### Things to do
(1) In the Terraform for-each post, what are the keys in the plans map?
(2) Please continue the Terraform for-each post from its final sentence.

### Passage
_____

In this blog post, we will learn how to use a for-each statement to create multiple resources with Terraform and in the following example, we will use Azure.
For-Each vs Count
In the previous post, we learned how to create multiple Azure App Service Plans using the count option, which works well; however, the recommended way to create multiple resources is using a for-each statement.
Configuration
In the following Terraform configuration, I declare a map of values called plans inside a local code block.
The plans map contain two key-value pairs with the names of the App Service Plans I would like to use. The keys are plan01 and plan02.
In the code block for the App Service Plan, I am using the for_each statement with the name of the value map. The last part of the code assigns the names using ${each.value}. From there the rest of the code is the same.
Using for-each is that it is a cleaner method to assign values than count and can scale better.

_____

Object pointing dataset lines

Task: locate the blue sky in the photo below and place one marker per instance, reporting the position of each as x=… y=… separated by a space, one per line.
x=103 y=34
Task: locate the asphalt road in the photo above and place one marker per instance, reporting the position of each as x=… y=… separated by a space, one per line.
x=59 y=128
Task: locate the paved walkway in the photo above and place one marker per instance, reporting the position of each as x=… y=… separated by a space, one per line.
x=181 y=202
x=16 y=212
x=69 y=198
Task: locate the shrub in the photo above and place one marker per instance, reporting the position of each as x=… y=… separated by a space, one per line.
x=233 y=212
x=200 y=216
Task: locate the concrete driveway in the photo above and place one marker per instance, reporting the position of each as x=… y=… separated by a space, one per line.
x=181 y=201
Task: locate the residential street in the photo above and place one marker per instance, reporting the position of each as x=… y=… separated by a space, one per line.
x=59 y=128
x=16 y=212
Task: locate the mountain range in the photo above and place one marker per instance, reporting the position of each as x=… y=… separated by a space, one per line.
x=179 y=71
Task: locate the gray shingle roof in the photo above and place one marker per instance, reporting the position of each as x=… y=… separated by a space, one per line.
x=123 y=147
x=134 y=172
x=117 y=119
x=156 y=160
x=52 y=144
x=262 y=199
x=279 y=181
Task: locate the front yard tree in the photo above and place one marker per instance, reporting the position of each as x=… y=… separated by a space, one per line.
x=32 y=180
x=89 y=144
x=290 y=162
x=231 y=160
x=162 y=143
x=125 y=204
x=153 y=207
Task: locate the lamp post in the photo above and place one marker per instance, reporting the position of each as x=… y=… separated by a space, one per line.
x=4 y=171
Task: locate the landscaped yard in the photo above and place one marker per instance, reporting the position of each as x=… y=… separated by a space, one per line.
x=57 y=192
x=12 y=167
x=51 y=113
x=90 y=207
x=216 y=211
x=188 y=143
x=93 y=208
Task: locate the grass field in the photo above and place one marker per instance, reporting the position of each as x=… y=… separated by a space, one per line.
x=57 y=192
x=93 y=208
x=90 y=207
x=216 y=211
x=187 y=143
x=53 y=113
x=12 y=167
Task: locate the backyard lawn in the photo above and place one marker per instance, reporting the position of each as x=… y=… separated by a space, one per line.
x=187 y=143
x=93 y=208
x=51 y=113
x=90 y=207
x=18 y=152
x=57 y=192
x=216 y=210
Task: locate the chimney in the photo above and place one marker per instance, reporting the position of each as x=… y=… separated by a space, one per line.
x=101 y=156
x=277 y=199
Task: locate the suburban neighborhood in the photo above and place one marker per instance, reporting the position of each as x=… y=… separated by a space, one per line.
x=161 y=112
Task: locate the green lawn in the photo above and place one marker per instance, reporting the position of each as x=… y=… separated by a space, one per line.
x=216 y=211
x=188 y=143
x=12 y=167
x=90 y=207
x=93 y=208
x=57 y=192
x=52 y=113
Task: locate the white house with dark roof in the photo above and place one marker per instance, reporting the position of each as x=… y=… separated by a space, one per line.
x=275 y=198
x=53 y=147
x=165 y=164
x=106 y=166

_____

### Solved problems
(1) plan01 and plan02

(2)
terraform {
required_providers {
azurerm = {
source = "hashicorp/azurerm"
version = "2.41.0"
}
}
}
provider "azurerm" {
features {}
}
locals{
plans = {
plan01 = "deploycontianers-linunx-1"
plan02 = "deploycontianers-linunx-2"
}
}
resource "azurerm_resource_group" "rg" {
name = "ntwtech"
location = "westus2"
}
resource "azurerm_app_service_plan" "app-plan-linux" {
for_each = local.plans
name = "${each.value}"
location = azurerm_resource_group.rg.location
resource_group_name = azurerm_resource_group.rg.name
kind = "Linux"
reserved = true
sku {
tier = "Standard"
size = "p1v2"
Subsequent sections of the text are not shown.